* _Tasks_
(A) Echo the passage on deaths in Germany word for word, starting at "According to the" and ending at "of care facilities.".
(B) The passage on deaths in Germany names some areas of work where people face death directly. List all of them.
(C) According to the passage on deaths in Germany, what share of people in Germany died at home in 2019?

* _Text under study_
# # # # # # #

In Germany, dealing with death is often characterized by a certain distance, unless you are directly affected by a death or work in areas such as a funeral home, nursing home, hospice association or hospital. The number of 1,020,907 million deaths in 2023 may seem abstract and elusive at first glance. In a country where everyday life is often dominated by the hustle and bustle of modern life, the thought of the number of people who lose their lives may seem far away.

According to the Federal Statistical Office, in 2019 around 50.7% of people in Germany died in hospital, 25.4% at home and 18.3% in care facilities. The remaining deaths occurred in other facilities such as hospices or outside of care facilities.


Nevertheless, these numbers are a sober reminder that death is an inevitable reality of the human condition. They are an indication that each of the more than one million lives lost in Germany last year leaves behind a story, a family and a network of relationships. Despite the tendency to often suppress or taboo death, it is important to be aware of the significance of these numbers and to remember that they are not just statistics, but mark the end of an individual life path.

# # # # # # #

* _Data block_
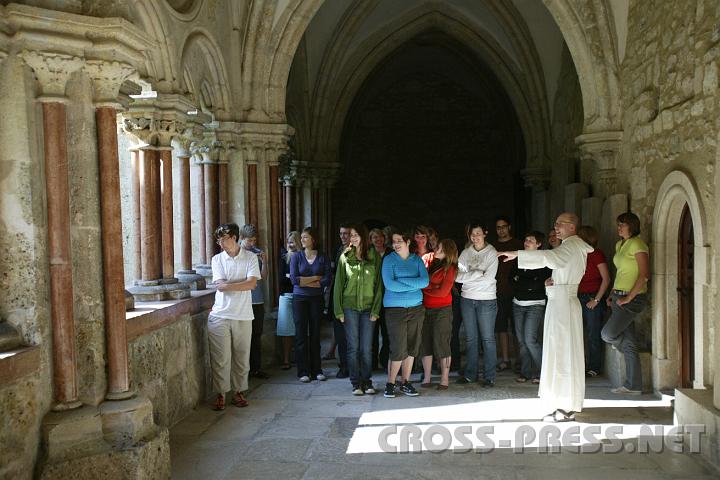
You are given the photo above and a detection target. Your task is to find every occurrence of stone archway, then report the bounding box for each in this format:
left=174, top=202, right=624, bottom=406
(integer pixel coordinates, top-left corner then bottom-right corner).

# # # # # # #

* _Task-by-task answers_
(A)
According to the Federal Statistical Office, in 2019 around 50.7% of people in Germany died in hospital, 25.4% at home and 18.3% in care facilities. The remaining deaths occurred in other facilities such as hospices or outside of care facilities.

(B) funeral home, nursing home, hospice association, hospital

(C) 25.4%